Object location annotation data
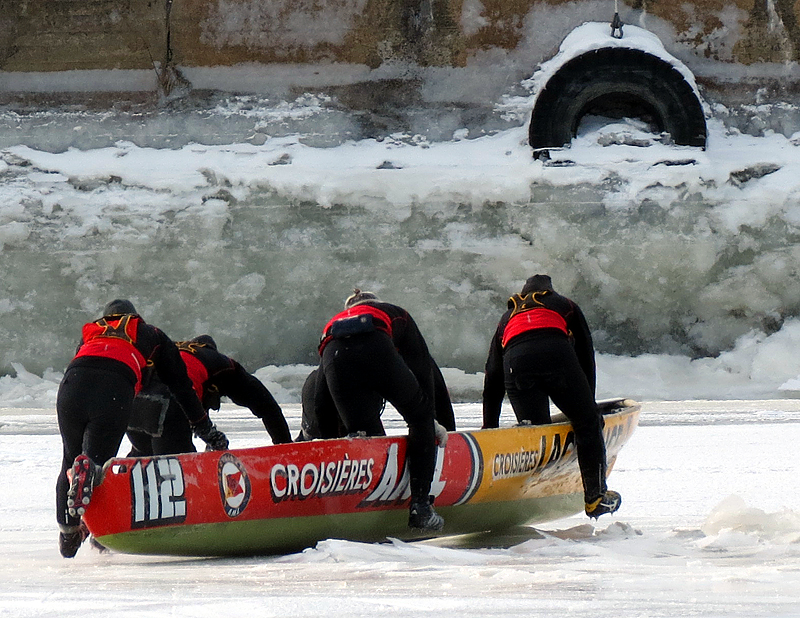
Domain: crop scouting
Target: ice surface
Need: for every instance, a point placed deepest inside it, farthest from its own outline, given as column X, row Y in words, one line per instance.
column 709, row 527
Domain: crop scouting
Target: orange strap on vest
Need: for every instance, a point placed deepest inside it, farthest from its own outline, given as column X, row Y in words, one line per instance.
column 114, row 339
column 532, row 319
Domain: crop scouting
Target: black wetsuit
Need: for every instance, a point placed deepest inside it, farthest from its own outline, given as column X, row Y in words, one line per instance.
column 159, row 427
column 320, row 420
column 95, row 396
column 542, row 349
column 385, row 357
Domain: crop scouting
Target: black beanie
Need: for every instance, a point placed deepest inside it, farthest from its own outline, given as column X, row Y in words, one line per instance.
column 358, row 297
column 205, row 340
column 119, row 307
column 537, row 283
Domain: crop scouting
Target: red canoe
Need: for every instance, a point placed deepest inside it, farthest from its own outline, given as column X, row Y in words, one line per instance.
column 283, row 498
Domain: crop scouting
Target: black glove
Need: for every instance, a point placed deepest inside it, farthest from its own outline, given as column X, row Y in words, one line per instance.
column 215, row 440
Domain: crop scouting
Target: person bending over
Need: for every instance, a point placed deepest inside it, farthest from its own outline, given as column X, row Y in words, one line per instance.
column 94, row 404
column 158, row 425
column 542, row 349
column 374, row 350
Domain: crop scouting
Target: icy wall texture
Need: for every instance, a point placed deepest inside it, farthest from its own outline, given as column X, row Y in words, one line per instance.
column 668, row 250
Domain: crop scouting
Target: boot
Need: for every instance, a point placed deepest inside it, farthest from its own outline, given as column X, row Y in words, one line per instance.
column 70, row 539
column 84, row 475
column 608, row 502
column 421, row 516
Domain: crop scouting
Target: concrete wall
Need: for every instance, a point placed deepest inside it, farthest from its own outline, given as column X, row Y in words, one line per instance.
column 62, row 35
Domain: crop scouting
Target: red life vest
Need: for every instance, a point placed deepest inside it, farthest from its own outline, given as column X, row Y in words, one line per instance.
column 530, row 313
column 198, row 373
column 382, row 321
column 531, row 319
column 115, row 338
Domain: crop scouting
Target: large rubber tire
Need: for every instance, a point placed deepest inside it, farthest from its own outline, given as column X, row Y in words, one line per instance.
column 617, row 82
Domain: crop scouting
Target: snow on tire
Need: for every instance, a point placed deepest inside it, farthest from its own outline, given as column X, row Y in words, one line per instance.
column 617, row 82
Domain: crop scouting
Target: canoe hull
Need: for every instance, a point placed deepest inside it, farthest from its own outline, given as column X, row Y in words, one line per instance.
column 283, row 498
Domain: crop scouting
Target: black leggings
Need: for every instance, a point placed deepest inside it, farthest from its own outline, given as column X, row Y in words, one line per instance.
column 93, row 407
column 546, row 366
column 360, row 368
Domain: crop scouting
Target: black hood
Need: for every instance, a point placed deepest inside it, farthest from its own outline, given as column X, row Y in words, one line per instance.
column 537, row 283
column 119, row 307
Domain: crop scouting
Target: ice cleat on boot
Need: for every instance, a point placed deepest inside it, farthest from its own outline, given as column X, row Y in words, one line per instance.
column 84, row 475
column 609, row 502
column 70, row 539
column 421, row 516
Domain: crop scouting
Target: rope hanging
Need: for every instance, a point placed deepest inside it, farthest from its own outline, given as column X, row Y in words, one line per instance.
column 616, row 23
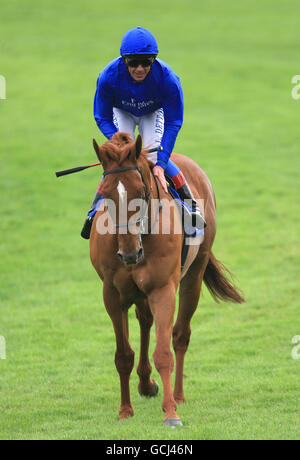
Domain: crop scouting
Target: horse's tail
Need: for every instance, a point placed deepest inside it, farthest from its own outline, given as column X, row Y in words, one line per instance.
column 218, row 284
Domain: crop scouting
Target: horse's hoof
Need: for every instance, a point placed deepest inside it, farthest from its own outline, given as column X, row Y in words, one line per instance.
column 180, row 401
column 172, row 422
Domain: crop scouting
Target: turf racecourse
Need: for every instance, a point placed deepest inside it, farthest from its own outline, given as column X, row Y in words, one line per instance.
column 236, row 62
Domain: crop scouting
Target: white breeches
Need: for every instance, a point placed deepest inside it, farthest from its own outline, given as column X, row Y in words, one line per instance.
column 150, row 127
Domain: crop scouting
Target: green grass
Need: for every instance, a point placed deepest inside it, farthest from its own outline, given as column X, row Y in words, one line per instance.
column 236, row 61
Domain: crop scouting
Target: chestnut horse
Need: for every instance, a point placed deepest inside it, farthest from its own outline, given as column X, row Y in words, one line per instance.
column 145, row 270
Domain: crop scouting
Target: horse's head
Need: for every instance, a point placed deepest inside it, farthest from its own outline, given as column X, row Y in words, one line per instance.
column 127, row 184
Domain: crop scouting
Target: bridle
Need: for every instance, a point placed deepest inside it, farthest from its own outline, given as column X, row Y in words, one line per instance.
column 141, row 221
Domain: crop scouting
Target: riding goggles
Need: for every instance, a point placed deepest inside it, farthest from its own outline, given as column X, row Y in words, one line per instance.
column 135, row 61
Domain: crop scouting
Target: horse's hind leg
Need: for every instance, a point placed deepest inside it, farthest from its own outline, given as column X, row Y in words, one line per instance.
column 147, row 386
column 189, row 293
column 124, row 356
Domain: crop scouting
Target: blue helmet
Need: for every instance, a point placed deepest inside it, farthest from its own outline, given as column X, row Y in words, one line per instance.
column 138, row 41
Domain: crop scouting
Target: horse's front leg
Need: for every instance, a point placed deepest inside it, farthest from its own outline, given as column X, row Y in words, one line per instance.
column 147, row 386
column 124, row 356
column 162, row 304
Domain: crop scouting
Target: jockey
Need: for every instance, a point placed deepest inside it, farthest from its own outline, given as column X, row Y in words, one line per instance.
column 137, row 89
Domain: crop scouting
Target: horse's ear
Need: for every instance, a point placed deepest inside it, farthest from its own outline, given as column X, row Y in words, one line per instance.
column 97, row 150
column 138, row 146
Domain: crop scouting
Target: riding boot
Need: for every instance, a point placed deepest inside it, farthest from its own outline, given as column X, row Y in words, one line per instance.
column 186, row 195
column 86, row 231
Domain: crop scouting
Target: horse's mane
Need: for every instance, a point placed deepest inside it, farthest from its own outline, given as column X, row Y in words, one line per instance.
column 119, row 147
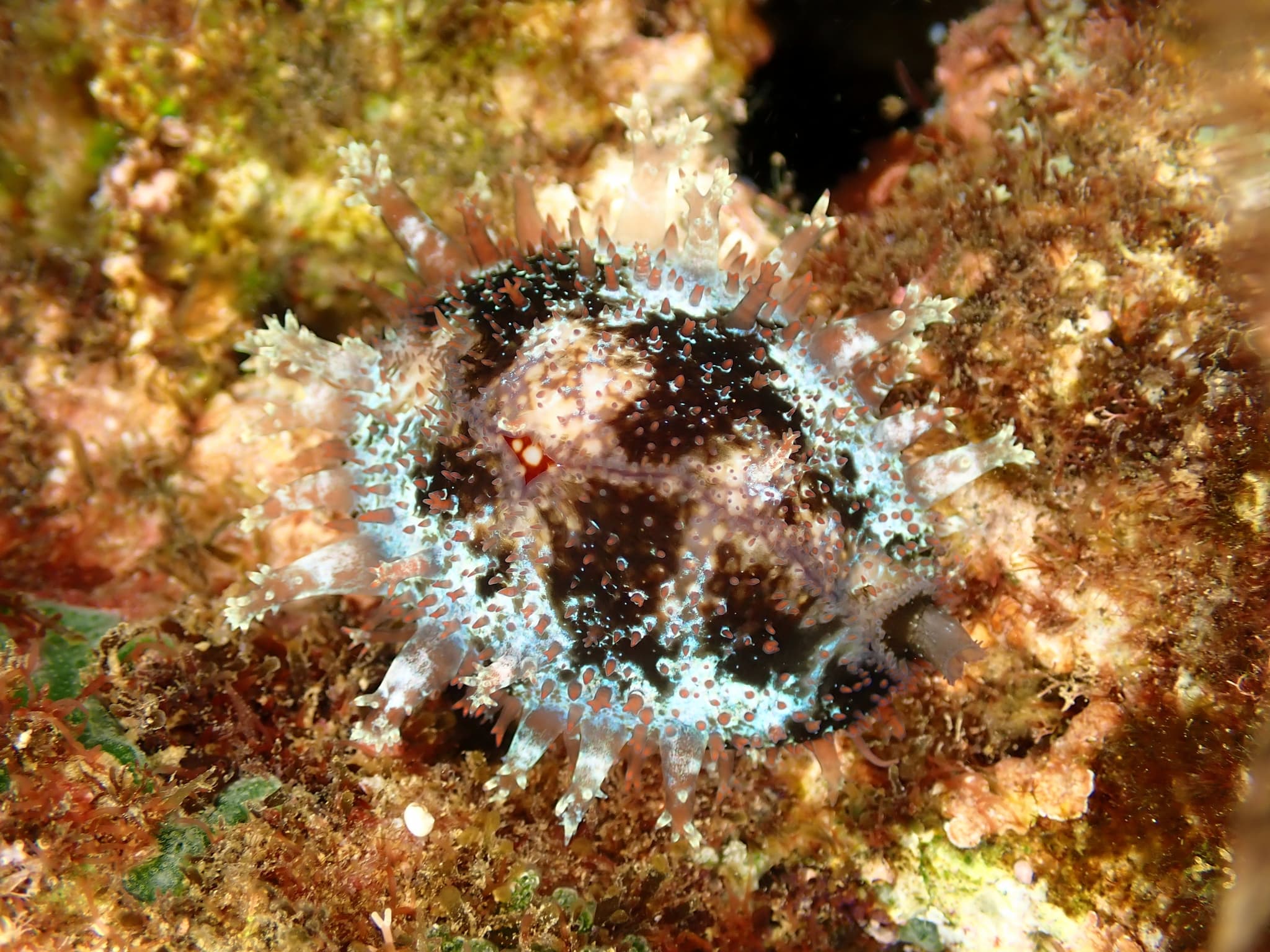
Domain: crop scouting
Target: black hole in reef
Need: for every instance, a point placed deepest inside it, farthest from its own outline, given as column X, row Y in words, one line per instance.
column 817, row 100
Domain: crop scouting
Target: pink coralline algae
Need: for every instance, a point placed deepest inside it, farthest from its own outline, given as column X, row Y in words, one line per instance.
column 620, row 487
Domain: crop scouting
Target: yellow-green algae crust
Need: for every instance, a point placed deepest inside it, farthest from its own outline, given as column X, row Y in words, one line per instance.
column 1078, row 219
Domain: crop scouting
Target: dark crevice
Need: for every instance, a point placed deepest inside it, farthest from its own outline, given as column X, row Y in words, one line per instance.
column 818, row 99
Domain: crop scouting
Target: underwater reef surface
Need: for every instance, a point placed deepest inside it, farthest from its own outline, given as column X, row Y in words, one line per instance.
column 168, row 177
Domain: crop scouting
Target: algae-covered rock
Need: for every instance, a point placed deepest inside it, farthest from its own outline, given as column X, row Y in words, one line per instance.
column 168, row 177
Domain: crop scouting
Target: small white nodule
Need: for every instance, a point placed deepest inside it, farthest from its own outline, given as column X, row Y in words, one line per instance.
column 418, row 821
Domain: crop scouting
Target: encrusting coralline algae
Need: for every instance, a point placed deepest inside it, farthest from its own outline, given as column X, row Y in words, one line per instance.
column 620, row 487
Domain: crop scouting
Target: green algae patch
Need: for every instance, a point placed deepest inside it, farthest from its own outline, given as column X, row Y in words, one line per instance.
column 184, row 839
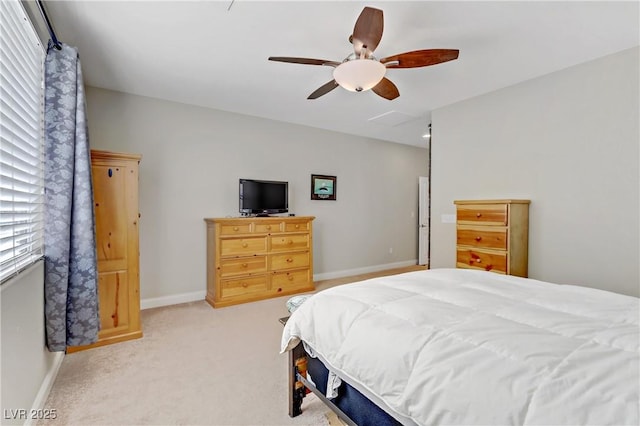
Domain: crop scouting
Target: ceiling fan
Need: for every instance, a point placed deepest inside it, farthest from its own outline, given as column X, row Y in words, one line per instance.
column 360, row 70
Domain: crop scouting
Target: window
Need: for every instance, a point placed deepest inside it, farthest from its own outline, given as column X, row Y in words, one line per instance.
column 21, row 141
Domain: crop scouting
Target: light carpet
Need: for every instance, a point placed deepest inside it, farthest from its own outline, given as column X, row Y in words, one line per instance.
column 195, row 365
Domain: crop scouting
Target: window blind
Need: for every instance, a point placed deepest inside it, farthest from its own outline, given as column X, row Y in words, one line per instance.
column 21, row 141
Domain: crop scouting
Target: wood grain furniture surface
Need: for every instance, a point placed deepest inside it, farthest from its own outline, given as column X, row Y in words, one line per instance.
column 115, row 193
column 493, row 235
column 255, row 258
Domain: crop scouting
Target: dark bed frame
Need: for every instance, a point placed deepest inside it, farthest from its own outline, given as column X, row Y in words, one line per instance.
column 298, row 385
column 351, row 406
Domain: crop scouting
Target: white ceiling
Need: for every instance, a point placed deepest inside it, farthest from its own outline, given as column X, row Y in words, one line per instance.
column 214, row 53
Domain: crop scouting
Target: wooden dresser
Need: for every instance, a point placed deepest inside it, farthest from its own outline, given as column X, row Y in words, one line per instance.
column 115, row 194
column 256, row 258
column 493, row 235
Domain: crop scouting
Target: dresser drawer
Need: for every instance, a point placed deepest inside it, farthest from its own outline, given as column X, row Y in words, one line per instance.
column 295, row 226
column 485, row 214
column 235, row 229
column 289, row 281
column 289, row 242
column 266, row 228
column 479, row 259
column 243, row 265
column 482, row 237
column 289, row 261
column 243, row 286
column 240, row 246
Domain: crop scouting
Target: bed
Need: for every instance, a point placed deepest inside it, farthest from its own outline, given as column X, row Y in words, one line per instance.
column 459, row 346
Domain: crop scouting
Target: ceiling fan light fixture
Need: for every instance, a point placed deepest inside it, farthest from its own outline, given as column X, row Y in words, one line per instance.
column 359, row 75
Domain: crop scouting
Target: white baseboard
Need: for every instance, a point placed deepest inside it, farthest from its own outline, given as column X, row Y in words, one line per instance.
column 45, row 387
column 365, row 270
column 195, row 296
column 174, row 299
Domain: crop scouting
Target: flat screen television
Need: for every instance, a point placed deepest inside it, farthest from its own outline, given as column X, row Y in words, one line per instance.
column 263, row 197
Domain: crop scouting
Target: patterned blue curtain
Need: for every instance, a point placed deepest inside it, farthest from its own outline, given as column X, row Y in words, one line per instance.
column 71, row 295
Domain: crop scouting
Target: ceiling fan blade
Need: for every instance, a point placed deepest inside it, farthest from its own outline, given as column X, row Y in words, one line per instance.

Exercise instructions.
Report, in full, every line of the listing above that contains the string "algae". Treat the match as case-sensitive.

Result of the exercise.
Target: pink coralline algae
Target: yellow-green algae crust
Target: algae-covered rock
Target: encrusting coralline algae
Target: green algae patch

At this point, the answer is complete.